• [WHAT IS REQUIRED]:
Show all lines from the data that include the word "pixels".

THE RECORDS Start Marker

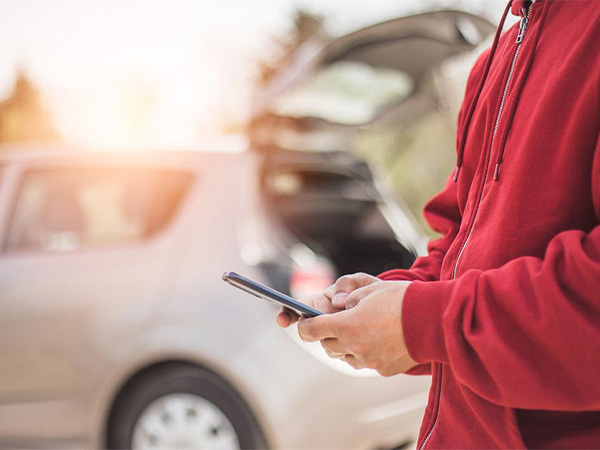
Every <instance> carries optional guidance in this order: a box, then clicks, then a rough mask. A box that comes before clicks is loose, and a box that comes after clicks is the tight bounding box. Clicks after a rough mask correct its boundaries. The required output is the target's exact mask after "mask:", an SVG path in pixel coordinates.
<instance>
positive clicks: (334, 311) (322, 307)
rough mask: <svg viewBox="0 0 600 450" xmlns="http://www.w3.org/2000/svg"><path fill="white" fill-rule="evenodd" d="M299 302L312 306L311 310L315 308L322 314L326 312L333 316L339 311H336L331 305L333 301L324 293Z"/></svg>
mask: <svg viewBox="0 0 600 450" xmlns="http://www.w3.org/2000/svg"><path fill="white" fill-rule="evenodd" d="M298 301H299V302H300V303H304V304H305V305H308V306H310V307H311V308H315V309H317V310H319V311H321V312H324V313H325V314H331V313H334V312H338V311H339V309H336V308H334V307H333V306H332V305H331V300H330V299H329V298H328V297H327V296H326V295H325V294H324V293H323V292H320V293H318V294H313V295H310V296H308V297H304V298H301V299H299V300H298Z"/></svg>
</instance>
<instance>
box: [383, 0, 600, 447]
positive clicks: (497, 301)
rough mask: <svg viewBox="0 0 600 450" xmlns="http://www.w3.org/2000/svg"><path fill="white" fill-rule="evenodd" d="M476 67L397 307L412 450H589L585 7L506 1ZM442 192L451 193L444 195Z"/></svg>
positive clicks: (390, 273) (597, 162)
mask: <svg viewBox="0 0 600 450" xmlns="http://www.w3.org/2000/svg"><path fill="white" fill-rule="evenodd" d="M510 9H512V12H513V14H519V15H521V16H522V17H524V18H522V19H521V21H520V23H518V24H516V25H515V26H514V27H512V28H511V29H509V30H508V31H506V32H505V33H504V34H503V35H502V36H499V35H500V33H498V34H497V37H496V40H495V43H494V45H493V46H492V49H491V50H488V51H486V52H484V54H483V55H482V56H481V57H480V58H479V60H478V62H477V63H476V64H475V66H474V68H473V71H472V73H471V76H470V78H469V81H468V83H467V88H466V95H465V100H464V103H463V106H462V108H461V112H460V113H459V117H458V133H457V136H458V138H457V148H458V168H457V170H456V172H455V174H454V176H453V177H451V178H450V179H449V180H448V183H447V185H446V188H445V190H444V191H442V192H441V193H440V194H438V195H437V196H436V197H434V198H433V199H432V200H431V201H430V202H429V203H428V205H427V206H426V208H425V215H426V218H427V220H428V222H429V224H430V225H431V227H432V228H433V229H434V230H436V231H438V232H440V233H442V235H443V237H442V238H441V239H437V240H434V241H432V242H430V244H429V247H428V250H429V252H428V255H427V256H425V257H422V258H418V259H417V260H416V262H415V264H414V265H413V267H412V268H411V269H410V270H392V271H389V272H386V273H384V274H381V275H380V277H381V278H383V279H387V280H413V281H414V282H413V283H411V284H410V286H409V288H408V290H407V292H406V295H405V298H404V304H403V308H402V326H403V331H404V335H405V339H406V345H407V347H408V351H409V353H410V355H411V356H412V357H413V358H414V359H415V360H416V361H418V362H420V363H423V365H422V366H418V367H417V368H415V369H413V373H414V372H421V373H424V372H429V371H430V372H431V373H432V375H433V381H432V388H431V391H430V396H429V404H428V407H427V410H426V413H425V417H424V420H423V424H422V427H421V433H420V438H419V442H418V447H417V448H426V449H434V448H514V449H516V448H600V226H599V223H600V141H599V136H600V1H595V0H578V1H573V0H570V1H569V0H562V1H561V0H554V1H553V0H543V1H539V0H538V1H537V2H534V3H533V4H530V3H523V1H522V0H521V1H516V0H515V2H514V4H511V3H509V6H508V7H507V11H506V12H505V15H504V17H506V14H507V13H508V11H509V10H510ZM453 178H456V179H457V180H456V181H454V179H453Z"/></svg>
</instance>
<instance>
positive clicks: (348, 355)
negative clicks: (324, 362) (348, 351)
mask: <svg viewBox="0 0 600 450" xmlns="http://www.w3.org/2000/svg"><path fill="white" fill-rule="evenodd" d="M342 361H344V362H346V363H348V365H349V366H350V367H352V368H353V369H356V370H358V369H364V368H365V366H364V365H362V364H361V362H360V361H359V360H358V359H357V358H356V356H354V355H346V356H344V357H343V358H342Z"/></svg>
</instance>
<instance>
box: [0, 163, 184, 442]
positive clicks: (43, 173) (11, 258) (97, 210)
mask: <svg viewBox="0 0 600 450" xmlns="http://www.w3.org/2000/svg"><path fill="white" fill-rule="evenodd" d="M77 161H79V159H77ZM8 172H9V173H8V174H7V176H5V177H3V179H4V182H5V184H4V185H3V189H2V199H1V200H2V219H3V227H4V228H5V232H4V233H3V236H4V239H3V245H2V252H1V254H0V311H1V314H0V359H1V360H2V364H1V365H0V438H1V439H0V442H2V439H7V438H11V439H22V438H23V439H25V438H34V439H41V440H43V441H46V442H51V439H53V438H56V439H58V438H59V437H60V438H61V439H64V438H65V437H68V436H77V435H78V434H79V433H81V432H82V431H81V430H82V428H83V423H82V421H83V420H84V419H83V417H84V415H83V408H84V402H85V398H86V396H87V394H89V390H90V383H91V380H92V379H93V378H94V377H95V376H96V375H97V374H98V371H100V370H102V368H103V367H104V365H105V364H108V363H110V361H111V360H113V359H118V358H117V355H118V352H119V351H120V348H119V346H127V345H134V342H135V339H134V338H135V334H136V332H139V331H140V330H141V329H143V328H144V327H147V326H149V325H150V324H151V322H152V320H153V318H154V317H156V313H157V308H159V307H160V305H161V300H162V299H163V296H164V295H165V290H164V281H165V279H166V277H167V275H168V274H167V268H168V265H169V261H170V254H169V233H168V230H169V225H170V223H171V222H172V221H173V219H174V217H176V212H177V210H178V207H179V205H180V203H181V202H182V199H183V198H184V194H185V193H186V191H187V190H188V189H189V186H190V184H191V182H192V178H193V177H192V175H190V174H189V173H187V172H181V171H178V172H173V171H165V170H160V169H156V168H154V169H153V168H139V167H135V166H133V167H122V166H118V165H115V164H112V165H111V164H109V165H106V164H104V163H103V164H100V165H98V164H94V163H88V162H85V163H83V164H82V163H81V162H75V163H74V162H69V161H61V160H60V159H59V160H58V162H57V161H56V160H53V161H51V162H50V160H48V159H46V160H41V161H40V162H36V160H33V161H29V160H22V161H21V162H17V163H15V164H12V165H11V166H10V167H9V171H8ZM115 330H129V336H124V335H123V334H122V333H120V334H118V335H117V334H116V333H115ZM129 339H130V340H131V341H130V342H129ZM7 442H12V441H7ZM26 442H34V441H26Z"/></svg>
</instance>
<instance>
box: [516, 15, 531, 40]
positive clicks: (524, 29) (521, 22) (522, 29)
mask: <svg viewBox="0 0 600 450" xmlns="http://www.w3.org/2000/svg"><path fill="white" fill-rule="evenodd" d="M521 14H522V16H521V20H520V21H519V34H517V44H520V43H521V42H523V38H524V37H525V32H526V31H527V25H528V24H529V19H528V16H529V11H528V10H526V9H525V8H521Z"/></svg>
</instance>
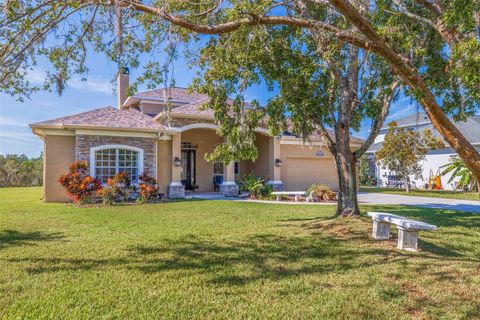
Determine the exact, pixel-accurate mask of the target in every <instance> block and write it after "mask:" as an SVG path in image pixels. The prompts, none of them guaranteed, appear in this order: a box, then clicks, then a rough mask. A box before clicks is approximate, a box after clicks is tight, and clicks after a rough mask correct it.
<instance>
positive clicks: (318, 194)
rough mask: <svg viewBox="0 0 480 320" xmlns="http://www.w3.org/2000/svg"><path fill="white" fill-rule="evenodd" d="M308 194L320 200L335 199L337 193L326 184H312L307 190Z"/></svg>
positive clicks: (307, 192) (328, 199)
mask: <svg viewBox="0 0 480 320" xmlns="http://www.w3.org/2000/svg"><path fill="white" fill-rule="evenodd" d="M307 196H309V197H310V196H313V197H314V198H317V199H318V200H326V201H329V200H335V198H336V197H337V193H336V192H334V191H332V189H331V188H330V187H329V186H327V185H326V184H312V185H311V186H310V188H308V190H307Z"/></svg>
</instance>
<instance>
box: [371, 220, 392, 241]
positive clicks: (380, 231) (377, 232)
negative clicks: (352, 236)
mask: <svg viewBox="0 0 480 320" xmlns="http://www.w3.org/2000/svg"><path fill="white" fill-rule="evenodd" d="M372 237H373V239H375V240H388V239H390V223H388V222H384V221H380V220H376V219H373V232H372Z"/></svg>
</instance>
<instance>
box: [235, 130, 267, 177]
mask: <svg viewBox="0 0 480 320" xmlns="http://www.w3.org/2000/svg"><path fill="white" fill-rule="evenodd" d="M255 136H256V139H255V145H256V146H257V149H258V158H257V159H255V161H247V162H246V163H244V167H245V169H244V170H241V174H242V176H243V175H244V174H248V173H251V172H254V173H255V175H256V176H257V177H261V178H263V179H264V180H265V181H268V180H269V179H270V164H271V161H270V140H271V139H272V138H271V137H268V136H266V135H264V134H261V133H256V134H255Z"/></svg>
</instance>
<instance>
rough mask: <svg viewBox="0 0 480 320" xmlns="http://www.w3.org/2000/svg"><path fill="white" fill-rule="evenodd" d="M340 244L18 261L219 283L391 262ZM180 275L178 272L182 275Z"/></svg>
mask: <svg viewBox="0 0 480 320" xmlns="http://www.w3.org/2000/svg"><path fill="white" fill-rule="evenodd" d="M340 242H341V241H340V240H337V241H335V240H328V241H326V240H325V239H320V238H317V237H314V236H306V237H305V236H303V237H283V236H277V235H258V236H253V237H249V238H247V239H243V240H242V241H221V242H219V241H211V240H205V239H199V238H197V237H195V236H189V237H187V238H183V239H180V240H175V241H164V242H163V243H162V244H161V245H154V246H134V247H131V248H128V249H127V250H126V253H127V255H126V256H125V257H124V258H111V259H92V258H43V257H31V258H12V259H7V260H6V261H7V262H11V263H26V264H27V265H26V266H25V269H26V271H27V272H29V273H31V274H37V273H44V272H56V271H61V270H66V271H78V270H91V269H102V268H111V267H115V268H122V269H133V270H138V271H141V272H143V273H147V274H150V273H161V272H168V271H183V272H192V273H195V274H203V275H205V276H206V277H207V279H208V280H207V281H208V282H210V283H212V284H217V285H244V284H248V283H250V282H253V281H257V280H262V279H265V280H266V279H280V278H287V277H295V276H300V275H304V274H316V273H318V274H323V273H331V272H346V271H348V270H351V269H362V268H365V267H369V266H371V265H374V264H379V263H385V259H384V258H377V259H373V258H372V259H365V257H374V256H377V257H383V256H386V255H388V254H389V251H388V250H384V249H372V248H356V247H346V246H345V245H340ZM177 276H178V274H177Z"/></svg>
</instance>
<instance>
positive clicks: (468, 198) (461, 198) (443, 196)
mask: <svg viewBox="0 0 480 320" xmlns="http://www.w3.org/2000/svg"><path fill="white" fill-rule="evenodd" d="M359 189H360V191H365V192H377V193H389V194H399V195H404V196H413V197H431V198H446V199H458V200H477V201H478V200H480V194H479V193H478V192H459V191H446V190H438V191H433V190H411V191H410V192H409V193H407V192H406V191H405V189H389V188H377V187H360V188H359Z"/></svg>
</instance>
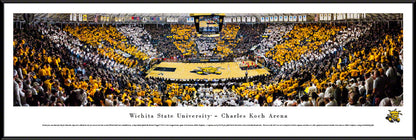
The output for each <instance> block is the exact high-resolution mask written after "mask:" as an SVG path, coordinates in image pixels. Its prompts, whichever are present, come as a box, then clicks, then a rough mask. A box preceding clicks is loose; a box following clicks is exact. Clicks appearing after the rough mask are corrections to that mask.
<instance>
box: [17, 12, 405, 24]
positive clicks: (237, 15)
mask: <svg viewBox="0 0 416 140" xmlns="http://www.w3.org/2000/svg"><path fill="white" fill-rule="evenodd" d="M80 14H87V15H88V17H87V18H88V19H93V18H94V16H109V17H125V18H129V17H130V18H131V17H152V16H155V17H176V18H183V19H185V18H186V17H189V13H80ZM315 14H319V13H307V14H306V15H307V19H310V20H311V21H313V19H314V16H315ZM225 15H226V16H251V17H253V16H254V17H257V19H260V17H262V16H275V15H305V14H302V13H225ZM69 17H70V13H62V14H61V13H59V14H55V13H34V14H21V13H19V14H14V16H13V20H14V21H15V22H25V21H26V20H30V21H34V22H70V20H69ZM401 20H403V14H400V13H367V14H366V18H365V19H360V21H401ZM128 22H130V21H126V23H128ZM110 23H111V21H110Z"/></svg>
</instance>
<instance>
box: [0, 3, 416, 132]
mask: <svg viewBox="0 0 416 140" xmlns="http://www.w3.org/2000/svg"><path fill="white" fill-rule="evenodd" d="M5 3H295V4H296V3H297V4H300V3H338V4H339V3H412V12H413V11H414V10H413V9H414V3H415V0H337V1H330V0H256V1H255V2H253V1H250V0H238V1H237V0H176V1H174V2H172V1H171V0H117V1H116V2H114V1H111V0H64V1H56V0H37V1H33V0H2V4H1V9H2V11H3V15H2V16H3V18H1V24H2V27H3V28H1V31H2V33H4V29H5V27H4V4H5ZM414 17H415V15H414V14H413V17H412V22H413V21H414V20H413V19H414ZM412 26H413V25H412ZM413 30H414V29H413ZM412 34H413V36H414V31H413V32H412ZM2 42H4V38H3V39H2ZM412 44H413V42H412ZM4 47H7V46H4ZM4 47H2V48H1V52H4ZM414 52H415V49H414V50H413V52H412V53H413V54H414ZM3 57H4V56H3ZM1 63H2V64H1V67H2V69H1V71H2V74H1V75H0V78H1V79H2V80H3V83H4V82H6V81H4V58H3V61H1ZM413 64H414V63H413ZM413 64H412V66H413ZM414 77H415V76H413V77H412V78H414ZM0 88H1V89H4V84H1V85H0ZM412 90H413V89H412ZM3 93H4V92H3ZM3 98H4V96H1V97H0V101H3ZM414 100H415V97H414V96H413V101H414ZM2 106H3V108H2V112H3V115H4V113H5V112H4V102H2ZM412 113H414V108H413V112H412ZM412 115H413V114H412ZM412 119H413V118H412ZM2 122H3V123H2V129H3V131H1V134H2V135H1V137H2V140H30V139H33V140H37V139H41V140H45V139H46V140H56V139H63V140H72V139H90V140H107V139H118V140H133V139H169V140H187V139H189V140H191V139H192V140H194V139H202V140H204V139H233V140H237V139H238V140H246V139H265V140H269V139H273V140H274V139H284V140H299V139H308V140H344V139H346V140H349V139H354V140H356V139H365V140H375V139H384V140H414V139H415V137H414V131H412V132H413V134H412V135H413V136H412V137H215V136H214V137H4V117H3V120H2ZM413 126H414V119H413V124H412V129H413ZM413 130H414V129H413Z"/></svg>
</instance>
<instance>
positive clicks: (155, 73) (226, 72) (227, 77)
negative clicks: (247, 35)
mask: <svg viewBox="0 0 416 140" xmlns="http://www.w3.org/2000/svg"><path fill="white" fill-rule="evenodd" d="M247 63H249V64H253V62H252V61H248V62H247ZM247 63H246V64H247ZM242 66H244V65H243V64H242V63H241V62H215V63H182V62H162V63H160V64H159V65H156V66H154V67H153V68H152V69H150V70H149V71H148V75H147V76H146V77H158V78H167V79H183V80H188V79H207V80H213V79H226V78H244V77H245V73H246V70H241V68H240V67H242ZM251 67H252V65H251ZM155 68H157V70H155ZM160 68H163V69H169V70H172V69H174V71H163V70H158V69H160ZM247 72H248V76H249V77H251V76H257V75H268V74H270V73H269V72H268V71H267V70H266V69H264V68H257V69H252V70H247Z"/></svg>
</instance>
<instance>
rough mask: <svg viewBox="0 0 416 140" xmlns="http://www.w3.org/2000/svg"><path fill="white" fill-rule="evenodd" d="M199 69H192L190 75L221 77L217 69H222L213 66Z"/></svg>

THE RECORDS End Marker

• [TASK OUTPUT]:
Determine the exact, pixel-accurate mask of the target in every <instance> block and write it after "mask:" as an SVG path in image pixels. The prompts, none of them guaranteed, appear in this order: a box, then clicks, then a rough mask. A box before clicks is approximate, a box after clicks is tight, and clicks after a rough mask correct it.
The output for each <instance> block is the exact high-resolution mask written after "mask:" as an SVG path, coordinates in image pixels. Its prompts, whichever are present, come as a box, then clicks, then a rough mask. A box preceding clicks is loose; a box following clicks is exact. Clicks appearing after the rough mask are corrections to that mask.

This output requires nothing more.